-- DATASET CONTENT follows --

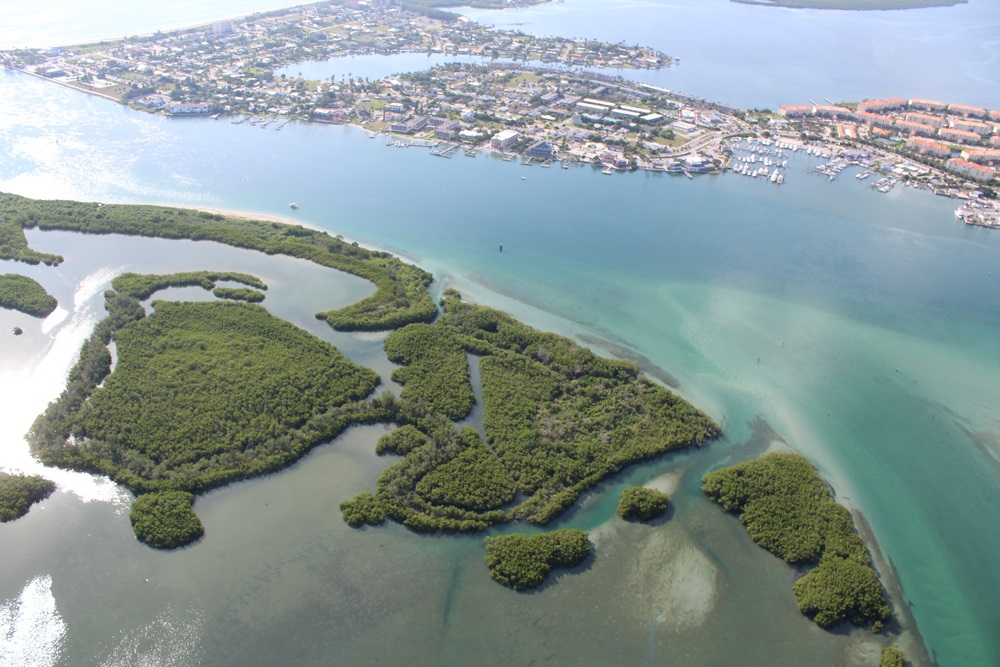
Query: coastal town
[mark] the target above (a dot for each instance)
(542, 100)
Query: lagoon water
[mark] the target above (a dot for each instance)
(858, 328)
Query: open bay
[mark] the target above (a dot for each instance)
(861, 327)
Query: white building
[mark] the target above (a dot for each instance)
(503, 140)
(971, 170)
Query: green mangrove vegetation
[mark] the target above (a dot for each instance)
(435, 373)
(523, 561)
(25, 294)
(165, 520)
(141, 286)
(19, 492)
(203, 394)
(13, 244)
(401, 442)
(892, 657)
(558, 418)
(787, 509)
(238, 294)
(641, 504)
(400, 298)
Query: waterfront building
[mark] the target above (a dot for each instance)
(981, 155)
(926, 119)
(916, 128)
(959, 135)
(979, 127)
(927, 105)
(847, 131)
(447, 130)
(795, 111)
(541, 149)
(827, 111)
(965, 110)
(624, 113)
(976, 172)
(875, 119)
(409, 126)
(504, 140)
(882, 105)
(928, 147)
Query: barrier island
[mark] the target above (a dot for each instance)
(208, 393)
(25, 294)
(787, 509)
(19, 492)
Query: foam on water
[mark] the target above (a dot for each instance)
(32, 632)
(27, 390)
(172, 640)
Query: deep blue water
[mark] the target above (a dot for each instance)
(862, 327)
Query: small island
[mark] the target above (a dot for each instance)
(787, 509)
(558, 419)
(19, 492)
(641, 504)
(207, 393)
(25, 294)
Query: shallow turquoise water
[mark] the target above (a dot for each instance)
(861, 327)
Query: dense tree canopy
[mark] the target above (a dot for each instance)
(558, 418)
(25, 294)
(523, 561)
(892, 657)
(203, 393)
(143, 285)
(19, 492)
(165, 520)
(641, 504)
(787, 509)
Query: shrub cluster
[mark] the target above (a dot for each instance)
(522, 561)
(401, 442)
(892, 657)
(203, 393)
(238, 294)
(19, 492)
(787, 509)
(559, 420)
(641, 504)
(364, 509)
(25, 294)
(165, 520)
(435, 373)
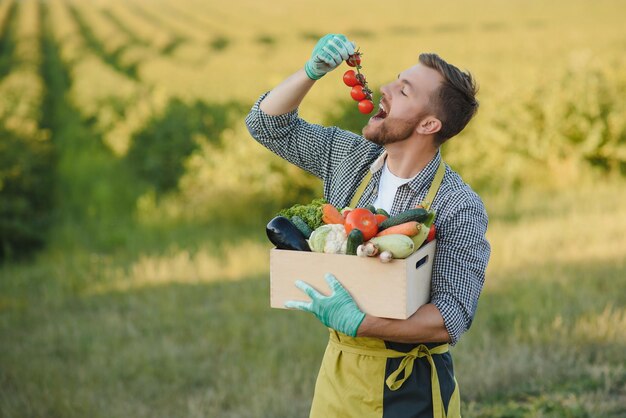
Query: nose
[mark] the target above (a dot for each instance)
(384, 90)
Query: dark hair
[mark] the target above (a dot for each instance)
(454, 102)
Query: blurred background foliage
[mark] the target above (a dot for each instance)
(125, 164)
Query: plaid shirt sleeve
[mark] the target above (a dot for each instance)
(314, 148)
(460, 263)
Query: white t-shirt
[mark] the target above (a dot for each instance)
(387, 188)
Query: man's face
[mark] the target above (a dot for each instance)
(404, 104)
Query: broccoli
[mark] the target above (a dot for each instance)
(310, 213)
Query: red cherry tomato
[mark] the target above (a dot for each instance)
(350, 78)
(354, 60)
(364, 220)
(366, 106)
(431, 233)
(357, 93)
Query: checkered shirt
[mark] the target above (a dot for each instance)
(341, 158)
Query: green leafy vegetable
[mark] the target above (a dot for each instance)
(310, 213)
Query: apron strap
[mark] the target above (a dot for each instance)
(428, 200)
(359, 191)
(406, 366)
(434, 186)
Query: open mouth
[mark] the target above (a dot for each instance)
(382, 113)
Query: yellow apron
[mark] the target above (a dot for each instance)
(366, 378)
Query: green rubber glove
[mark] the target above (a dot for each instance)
(337, 311)
(329, 52)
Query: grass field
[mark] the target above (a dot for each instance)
(148, 295)
(181, 332)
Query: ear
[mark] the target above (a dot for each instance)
(430, 125)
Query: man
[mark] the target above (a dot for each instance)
(377, 367)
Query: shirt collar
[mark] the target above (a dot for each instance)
(424, 177)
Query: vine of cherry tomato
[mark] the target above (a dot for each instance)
(360, 92)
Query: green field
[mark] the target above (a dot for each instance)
(133, 261)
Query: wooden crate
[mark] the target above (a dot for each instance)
(388, 290)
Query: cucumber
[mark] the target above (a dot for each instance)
(302, 226)
(382, 211)
(355, 238)
(400, 246)
(419, 215)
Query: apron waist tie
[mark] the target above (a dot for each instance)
(406, 365)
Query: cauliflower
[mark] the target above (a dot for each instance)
(330, 239)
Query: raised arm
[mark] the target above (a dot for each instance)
(329, 52)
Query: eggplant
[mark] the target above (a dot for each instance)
(285, 235)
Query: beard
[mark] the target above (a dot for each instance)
(390, 130)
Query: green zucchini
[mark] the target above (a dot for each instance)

-- DATASET CONTENT concluded --

◆ WHAT YOU SHOULD DO ◆
Reproduce the data above in full, exactly, with the images removed.

◆ EXERCISE RESULT ◆
Query: coastal town
[mark] the target above (a dot for each instance)
(542, 100)
Query: lagoon water
[mark] the target above (a dot for each instance)
(858, 328)
Query: open bay
[mark] the target above (a dot for each instance)
(861, 327)
Query: white building
[mark] the target above (a dot for each instance)
(503, 140)
(971, 170)
Query: green mangrove vegetation
[mark] the target above (a dot for each instance)
(435, 373)
(523, 561)
(25, 294)
(165, 520)
(141, 286)
(19, 492)
(203, 394)
(13, 244)
(401, 442)
(892, 657)
(558, 418)
(787, 509)
(238, 294)
(641, 504)
(400, 298)
Query: waterfront building
[mark] the target above (a dot for each instance)
(981, 155)
(926, 119)
(916, 128)
(959, 135)
(979, 127)
(927, 105)
(847, 131)
(447, 130)
(795, 111)
(541, 149)
(827, 111)
(965, 110)
(624, 113)
(976, 172)
(875, 119)
(409, 126)
(504, 140)
(882, 105)
(928, 147)
Query: barrier island
[mark] the target above (a dot for each instance)
(208, 393)
(25, 294)
(787, 509)
(19, 492)
Query: foam on water
[mark] the target above (a dot for each instance)
(32, 632)
(27, 390)
(172, 640)
Query: deep blue water
[mark] the target above (a dot for each instance)
(862, 327)
Query: small island
[mark] the target above (a dot for each instance)
(787, 509)
(558, 419)
(19, 492)
(641, 504)
(207, 393)
(25, 294)
Query: shallow turquoise water
[mark] the target above (a dot for each instance)
(861, 327)
Query: dense tree canopy
[mark] the target above (a dot for each instance)
(558, 418)
(25, 294)
(523, 561)
(892, 657)
(203, 393)
(143, 285)
(19, 492)
(165, 520)
(641, 504)
(787, 509)
Query: shrub cluster
[mark] the target above (a dot for each instance)
(522, 561)
(401, 442)
(892, 657)
(203, 393)
(238, 294)
(19, 492)
(787, 509)
(559, 420)
(641, 504)
(364, 509)
(25, 294)
(165, 520)
(435, 373)
Query: nose
[mark] the target above (a dot for each instance)
(384, 90)
Query: dark hair
[mark] the target above (a dot for each instance)
(454, 102)
Query: blurred background foliage
[mark] the target above (a dot for each instance)
(125, 164)
Query: plaid shirt sleeve
[mark] the target above (a dot for each instance)
(314, 148)
(460, 263)
Query: white t-shirt
[mark] the target above (a dot for each instance)
(387, 188)
Query: man's face
[mark] the target above (a dot for each instance)
(404, 104)
Query: broccoli
[mark] the target above (a dot for each instance)
(310, 213)
Query: red cherry tomato
[mark] the target above (a dot for each instance)
(350, 78)
(354, 60)
(364, 220)
(366, 106)
(431, 233)
(357, 93)
Query: checkered shirt
[mark] the target above (a dot for each instance)
(341, 158)
Query: green leafy vegetable
[mark] the target above (a dot for each instance)
(310, 213)
Query: apron strap
[mark] the target above (a dot for each instance)
(428, 200)
(359, 191)
(406, 366)
(434, 186)
Query: open mouth
[mark] the target above (a dot for each instance)
(382, 113)
Query: yellow apron
[mark] the target above (a dot for each instance)
(366, 378)
Query: green rubber glove
[mark] the target above (a dot for each instance)
(337, 311)
(329, 52)
Query: grass field
[mark] the target above (a dot for each instance)
(148, 295)
(181, 332)
Query: ear
[mark] the target above (a dot for each instance)
(430, 125)
Query: man
[mark] the target above (a dot for each instance)
(377, 367)
Query: shirt collar
[mark] the target above (a dot for each instance)
(424, 177)
Query: vine of cherry tomato
[mark] the target above (a dot for each instance)
(360, 92)
Query: green field
[mark] the target above (a dot for each instance)
(133, 261)
Query: wooden crate
[mark] the target above (a dot for each instance)
(388, 290)
Query: cucumber
[mark] the target above (a dot for each instance)
(302, 226)
(382, 211)
(355, 238)
(400, 246)
(419, 215)
Query: apron waist tie
[mark] the target above (a dot for each instance)
(406, 365)
Query: cauliflower
[mark] the target above (a dot for each instance)
(330, 239)
Query: raised arm
[mark] the target above (a dot for each instance)
(329, 52)
Query: eggplant
[mark] the target above (a dot for each instance)
(285, 235)
Query: beard
[mark] the target above (a dot for each instance)
(390, 130)
Query: green zucchini
[mark] the target above (a dot for each instance)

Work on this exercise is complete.